▶ **Problem details**: The copy has to match the records word for word and include no pictures.

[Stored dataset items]
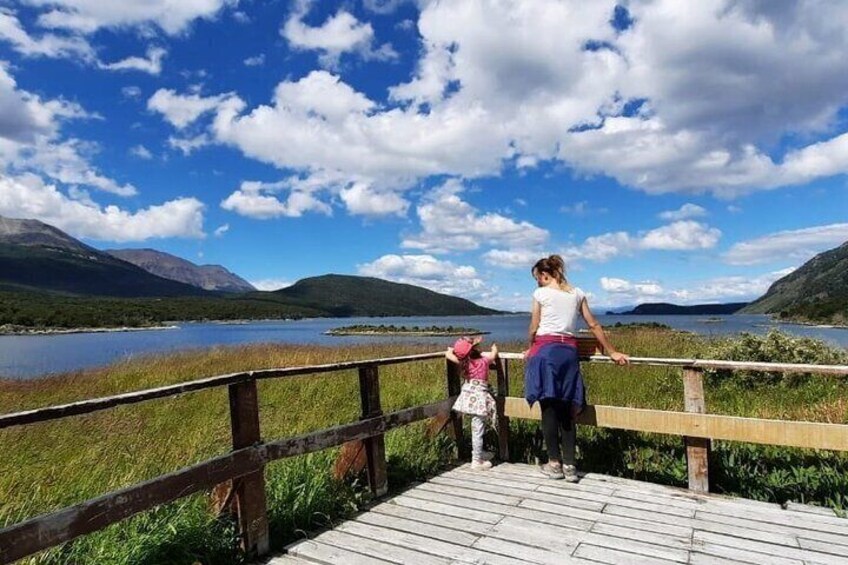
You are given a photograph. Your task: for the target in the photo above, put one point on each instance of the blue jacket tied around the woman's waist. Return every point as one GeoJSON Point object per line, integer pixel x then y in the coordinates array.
{"type": "Point", "coordinates": [554, 372]}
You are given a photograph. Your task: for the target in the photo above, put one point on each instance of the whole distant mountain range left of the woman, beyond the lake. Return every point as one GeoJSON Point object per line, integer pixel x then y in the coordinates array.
{"type": "Point", "coordinates": [48, 278]}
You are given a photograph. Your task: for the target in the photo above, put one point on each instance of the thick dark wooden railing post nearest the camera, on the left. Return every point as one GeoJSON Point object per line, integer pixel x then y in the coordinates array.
{"type": "Point", "coordinates": [250, 489]}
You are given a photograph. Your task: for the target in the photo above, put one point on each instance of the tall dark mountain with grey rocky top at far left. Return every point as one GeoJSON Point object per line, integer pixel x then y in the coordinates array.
{"type": "Point", "coordinates": [38, 256]}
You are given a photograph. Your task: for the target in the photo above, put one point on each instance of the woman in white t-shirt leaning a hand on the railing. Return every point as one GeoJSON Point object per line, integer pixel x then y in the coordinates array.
{"type": "Point", "coordinates": [552, 369]}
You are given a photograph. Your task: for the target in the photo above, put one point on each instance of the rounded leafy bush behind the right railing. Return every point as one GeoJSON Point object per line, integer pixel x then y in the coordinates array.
{"type": "Point", "coordinates": [774, 347]}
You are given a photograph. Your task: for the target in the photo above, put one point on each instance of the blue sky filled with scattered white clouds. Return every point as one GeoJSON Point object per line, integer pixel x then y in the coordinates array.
{"type": "Point", "coordinates": [680, 153]}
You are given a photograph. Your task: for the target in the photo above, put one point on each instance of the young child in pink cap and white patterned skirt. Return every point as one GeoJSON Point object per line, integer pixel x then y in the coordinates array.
{"type": "Point", "coordinates": [475, 398]}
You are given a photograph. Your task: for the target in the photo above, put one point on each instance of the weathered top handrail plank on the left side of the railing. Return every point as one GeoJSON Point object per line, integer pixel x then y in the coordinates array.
{"type": "Point", "coordinates": [95, 404]}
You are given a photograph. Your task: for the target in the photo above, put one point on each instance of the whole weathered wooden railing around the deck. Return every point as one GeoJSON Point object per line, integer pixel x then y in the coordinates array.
{"type": "Point", "coordinates": [243, 468]}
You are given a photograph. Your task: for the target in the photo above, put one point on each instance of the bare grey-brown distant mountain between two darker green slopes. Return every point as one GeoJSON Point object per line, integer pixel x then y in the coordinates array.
{"type": "Point", "coordinates": [207, 277]}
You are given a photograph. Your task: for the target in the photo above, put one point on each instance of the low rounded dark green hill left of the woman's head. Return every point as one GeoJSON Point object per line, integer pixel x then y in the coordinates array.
{"type": "Point", "coordinates": [344, 295]}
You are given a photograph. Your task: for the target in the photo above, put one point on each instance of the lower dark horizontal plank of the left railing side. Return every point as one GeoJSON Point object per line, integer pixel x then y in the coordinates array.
{"type": "Point", "coordinates": [45, 531]}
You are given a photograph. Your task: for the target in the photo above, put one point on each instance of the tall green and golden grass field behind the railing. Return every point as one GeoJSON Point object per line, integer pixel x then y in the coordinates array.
{"type": "Point", "coordinates": [51, 465]}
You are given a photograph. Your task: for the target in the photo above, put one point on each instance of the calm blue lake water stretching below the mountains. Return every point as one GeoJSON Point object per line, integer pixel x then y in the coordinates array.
{"type": "Point", "coordinates": [24, 357]}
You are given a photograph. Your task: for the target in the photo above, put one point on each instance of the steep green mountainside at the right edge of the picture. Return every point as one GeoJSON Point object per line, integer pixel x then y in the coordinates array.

▶ **Solved problem**:
You are given a photograph. Your task: for the target in the photo above, put one point on each instance of the blue jacket tied around the woman's waist. Return every point as one GeoJSON Point object per line, integer pixel x then y in the coordinates array.
{"type": "Point", "coordinates": [554, 372]}
You are given a photograph. Your task: for the target in the photo above, put one point on each instance of the whole distant mountain range left of the woman, beyond the lake. Return every point as one GeoJSON Point object per line, integer pixel x then y in the coordinates array.
{"type": "Point", "coordinates": [48, 278]}
You are given a photograph. Your task: for the target in the photo above, put one point on each instance of the thick dark wooden railing post nearest the camera, on the left. Return every point as one GeoJSON Point object per line, integer pixel x then y in the coordinates array.
{"type": "Point", "coordinates": [250, 489]}
You are given a photograph. Your task: for the target in the photo above, put one point on each instance of the tall dark mountain with grey rocky top at far left. Return every point as one GeoJSON Point object per line, integer pixel x then y in the coordinates array.
{"type": "Point", "coordinates": [38, 256]}
You are given a photograph. Your task: for the target in the photo above, put one point on each instance of the woman in white t-shirt leaning a hand on the railing. Return every point as one GeoJSON Point object per line, integer pixel x then y in the coordinates array.
{"type": "Point", "coordinates": [552, 369]}
You are given a photograph. Your task: for the target in the photo above, put one point on each instance of the rounded leafy bush behind the right railing. Return every point as one GeoJSON Point object per line, integer pixel x then y in the coordinates array.
{"type": "Point", "coordinates": [774, 347]}
You are given a photograph. Your task: for the target in the photo above, put one point on each instance of the blue sky filled with scattered white clouds. Return every point as one GeoJSON Point object per line, integer pixel x then y in the coordinates array.
{"type": "Point", "coordinates": [680, 153]}
You are given a photograph. Your task: for the target in the photo above, put one point on each instance of the young child in pink cap and white patterned skirt. Return every point as one GeoJSON Point object per line, integer pixel x then y in the coordinates array.
{"type": "Point", "coordinates": [475, 398]}
You are given a photograph. Your task: for the target in the photo above, put one point on each instance of the weathered top handrail plank on the left side of the railing. Return every point as one GeoJSON Point object per line, integer pixel x then y in the coordinates array.
{"type": "Point", "coordinates": [95, 404]}
You are given a photograph. Your task: for the target in the photo above, put one point on each instance of the whole weathered wooden railing around the deck. Return every point as one GeoJSON Point object per line, integer pixel x then y in the coordinates array.
{"type": "Point", "coordinates": [243, 468]}
You are given a photograph. Your task: for the target in the photo above, put one point on each instance of the bare grey-brown distant mountain between two darker green slopes. Return every point as one GeoJSON Point object per line, integer pixel x then y in the coordinates array.
{"type": "Point", "coordinates": [207, 277]}
You are given a photograph. Your task: for the target in the photo above, put one point on each instance of the low rounded dark green hill left of the woman's head. Return every point as one GeoJSON Point object per line, integer pixel x then y in the coordinates array.
{"type": "Point", "coordinates": [344, 295]}
You are given a photograph. Your task: for the target in the photo above, put one point on each instance of the lower dark horizontal plank of the left railing side. Return every point as one GeoJSON Point object per line, integer pixel x then y in the coordinates array.
{"type": "Point", "coordinates": [45, 531]}
You are given a photograph. Your task: for the target in the photo above, put one point on each instance of the tall green and golden grass field behind the railing. Return every point as one GeoJSON Point object per line, integer pixel x then y in the coordinates array.
{"type": "Point", "coordinates": [51, 465]}
You are given a photograph. Your task: for the target in the photo above, put one point on each instance of the calm blue lake water stretching below the mountains. Return every point as one GeoJSON Point object per line, integer pixel x then y in the coordinates array.
{"type": "Point", "coordinates": [24, 357]}
You are given a photograph. Your task: for the target in the photo above, put one point on each instance of the steep green mountainside at the right edge of the picture. Return every point as one GeoJSON Point object per line, integer pixel x then y in the coordinates array.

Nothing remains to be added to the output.